▶ _Short exercise_: Format every line of the data below as a Markdown table with two columns, Row and Line, numbering the rows and skipping blank lines. Leave the pictures out of the table.
─── Raw data
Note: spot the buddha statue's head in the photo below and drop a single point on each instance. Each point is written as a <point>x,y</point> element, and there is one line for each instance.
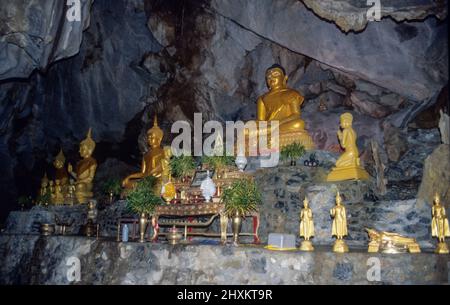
<point>346,120</point>
<point>87,146</point>
<point>276,77</point>
<point>60,160</point>
<point>155,135</point>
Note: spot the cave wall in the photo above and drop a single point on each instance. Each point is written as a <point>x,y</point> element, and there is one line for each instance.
<point>127,60</point>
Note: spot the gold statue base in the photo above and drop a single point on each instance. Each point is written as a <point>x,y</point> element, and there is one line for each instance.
<point>442,248</point>
<point>348,173</point>
<point>340,246</point>
<point>306,245</point>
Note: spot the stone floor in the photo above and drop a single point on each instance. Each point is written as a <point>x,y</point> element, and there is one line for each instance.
<point>32,259</point>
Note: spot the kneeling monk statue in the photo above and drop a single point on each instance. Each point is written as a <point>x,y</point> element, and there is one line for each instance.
<point>151,162</point>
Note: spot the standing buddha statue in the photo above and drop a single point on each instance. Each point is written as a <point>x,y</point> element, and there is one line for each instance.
<point>85,170</point>
<point>348,166</point>
<point>151,162</point>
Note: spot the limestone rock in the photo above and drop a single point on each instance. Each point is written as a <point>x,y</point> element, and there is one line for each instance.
<point>351,15</point>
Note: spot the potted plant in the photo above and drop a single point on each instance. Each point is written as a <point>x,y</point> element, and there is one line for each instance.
<point>112,188</point>
<point>142,200</point>
<point>218,163</point>
<point>292,152</point>
<point>182,166</point>
<point>241,198</point>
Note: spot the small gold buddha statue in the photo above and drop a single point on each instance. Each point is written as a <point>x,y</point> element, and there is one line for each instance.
<point>283,104</point>
<point>85,170</point>
<point>439,225</point>
<point>60,169</point>
<point>168,190</point>
<point>306,226</point>
<point>151,162</point>
<point>339,226</point>
<point>348,166</point>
──────
▶ _Task result_:
| Row | Line |
|---|---|
| 1 | Note: spot the buddha statue's head in the photo below and drop a single point on each instance. Each point is written as a <point>x,y</point> element, and there is one line for each instance. |
| 2 | <point>346,120</point> |
| 3 | <point>87,146</point> |
| 4 | <point>276,77</point> |
| 5 | <point>60,160</point> |
| 6 | <point>155,135</point> |
| 7 | Note: spot the cave wall in the photo above and drop a single point on each instance. Each point is written as a <point>x,y</point> element, and there is one line for each instance. |
| 8 | <point>127,60</point> |
| 9 | Note: spot the gold statue base in the photo above and drop a single point on each instance. Each point is written as a <point>x,y</point> element, and there is one line for each instance. |
| 10 | <point>442,248</point> |
| 11 | <point>348,173</point> |
| 12 | <point>340,246</point> |
| 13 | <point>306,245</point> |
| 14 | Note: spot the stone floor in the photo above and drop a single point on each instance. Each point is written as a <point>x,y</point> element, and there is one line for each instance. |
| 15 | <point>32,259</point> |
| 16 | Note: spot the kneeling monk statue in the photo above and drop a single point on each instance. Each point is written as a <point>x,y</point> element, and there is one line for each instance. |
| 17 | <point>151,162</point> |
| 18 | Note: spot the standing buddha statue in the photo above and drop a single point on each instance. Each point is written as a <point>x,y</point> element, and there is one line for each instance. |
| 19 | <point>85,170</point> |
| 20 | <point>348,166</point> |
| 21 | <point>151,162</point> |
| 22 | Note: spot the limestone rock in the photo above and drop a single point on each instance. Each point is written as a <point>x,y</point> element, and there is one line for each instance. |
| 23 | <point>351,15</point> |
| 24 | Note: spot the potted plant in the photo above and drop a single point on each instance. Each point is written as a <point>x,y</point> element, and there is one line for each instance. |
| 25 | <point>112,188</point> |
| 26 | <point>142,200</point> |
| 27 | <point>218,163</point> |
| 28 | <point>292,152</point> |
| 29 | <point>182,166</point> |
| 30 | <point>241,198</point> |
| 31 | Note: spot the small gold buddha statue in the photo above and drop a single point on each instance. Each point is written as a <point>x,y</point> element, and there is one line for each instance. |
| 32 | <point>283,104</point> |
| 33 | <point>85,170</point> |
| 34 | <point>439,225</point> |
| 35 | <point>60,169</point> |
| 36 | <point>168,190</point> |
| 37 | <point>306,226</point> |
| 38 | <point>151,162</point> |
| 39 | <point>339,226</point> |
| 40 | <point>348,166</point> |